**Stated problem:**
Make an exact transcription of the material, leaving out all images.

**Extracted records:**
********************

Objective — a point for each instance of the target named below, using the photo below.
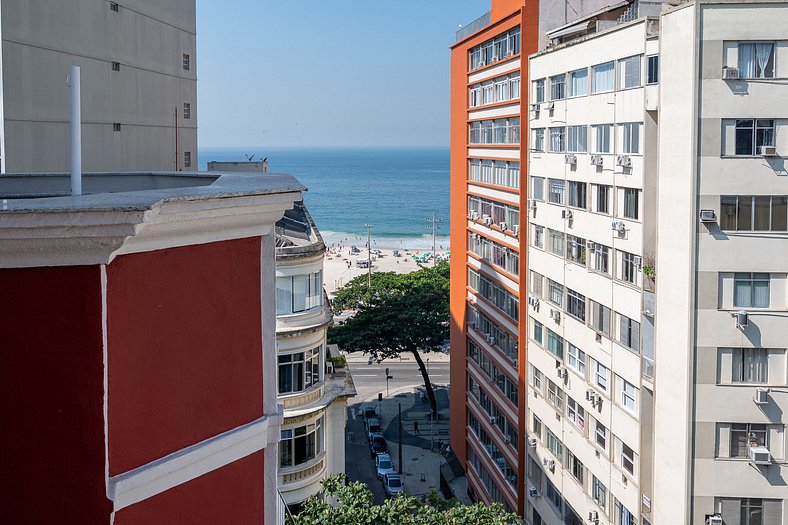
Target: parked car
(383, 465)
(393, 484)
(377, 445)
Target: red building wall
(184, 347)
(51, 397)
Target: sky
(316, 73)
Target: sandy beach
(337, 272)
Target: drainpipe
(76, 131)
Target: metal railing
(480, 23)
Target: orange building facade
(489, 115)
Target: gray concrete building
(139, 84)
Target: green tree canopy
(354, 506)
(396, 313)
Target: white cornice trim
(179, 467)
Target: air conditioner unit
(761, 396)
(730, 73)
(708, 216)
(760, 456)
(767, 151)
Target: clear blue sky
(326, 73)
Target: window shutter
(772, 512)
(731, 511)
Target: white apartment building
(590, 352)
(313, 392)
(658, 226)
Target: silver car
(383, 465)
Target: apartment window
(631, 203)
(558, 87)
(537, 188)
(756, 60)
(629, 266)
(556, 190)
(539, 91)
(652, 74)
(630, 137)
(629, 72)
(576, 305)
(750, 365)
(539, 139)
(576, 359)
(746, 435)
(555, 344)
(577, 194)
(301, 444)
(601, 375)
(602, 133)
(603, 77)
(556, 240)
(557, 139)
(629, 333)
(555, 292)
(538, 236)
(600, 318)
(751, 134)
(575, 413)
(754, 212)
(578, 82)
(577, 137)
(602, 199)
(598, 492)
(751, 290)
(601, 258)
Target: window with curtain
(750, 365)
(756, 60)
(629, 72)
(578, 82)
(751, 290)
(603, 77)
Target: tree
(396, 313)
(354, 506)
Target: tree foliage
(354, 506)
(396, 313)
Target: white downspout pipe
(76, 132)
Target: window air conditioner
(767, 151)
(761, 396)
(760, 456)
(730, 73)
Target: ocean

********************

**Solution below:**
Objective — a point for each instance of the target named below, using the photo below.
Target: parked car
(383, 465)
(393, 484)
(377, 445)
Target: red building wall
(184, 347)
(51, 397)
Target: sky
(316, 73)
Target: sandy beach
(337, 272)
Target: drainpipe
(76, 131)
Target: metal railing
(480, 23)
Target: orange building facade
(489, 115)
Target: gray concrete building
(139, 84)
Target: green tree canopy
(354, 506)
(396, 313)
Target: white cornice trim
(179, 467)
Target: air conditioner unit
(761, 396)
(730, 73)
(708, 216)
(760, 456)
(767, 151)
Target: clear blue sky
(326, 73)
Target: window shutter
(772, 512)
(731, 511)
Target: white apartment building
(590, 352)
(313, 392)
(658, 226)
Target: silver car
(383, 465)
Target: apartment window
(631, 203)
(558, 87)
(537, 188)
(756, 60)
(629, 266)
(556, 190)
(539, 91)
(652, 74)
(630, 137)
(629, 72)
(576, 305)
(750, 365)
(539, 139)
(576, 359)
(746, 435)
(555, 344)
(577, 194)
(301, 444)
(601, 375)
(602, 133)
(603, 77)
(556, 240)
(557, 139)
(629, 333)
(555, 292)
(538, 236)
(600, 318)
(751, 134)
(575, 413)
(754, 212)
(578, 82)
(577, 137)
(602, 199)
(598, 492)
(751, 290)
(601, 258)
Target: window with curtain
(750, 365)
(756, 60)
(629, 72)
(578, 82)
(751, 290)
(603, 77)
Target: tree
(396, 313)
(354, 506)
Target: tree foliage
(354, 506)
(396, 313)
Target: white downspout pipe
(76, 132)
Target: window air conditioner
(767, 151)
(761, 396)
(760, 456)
(730, 73)
Target: ocean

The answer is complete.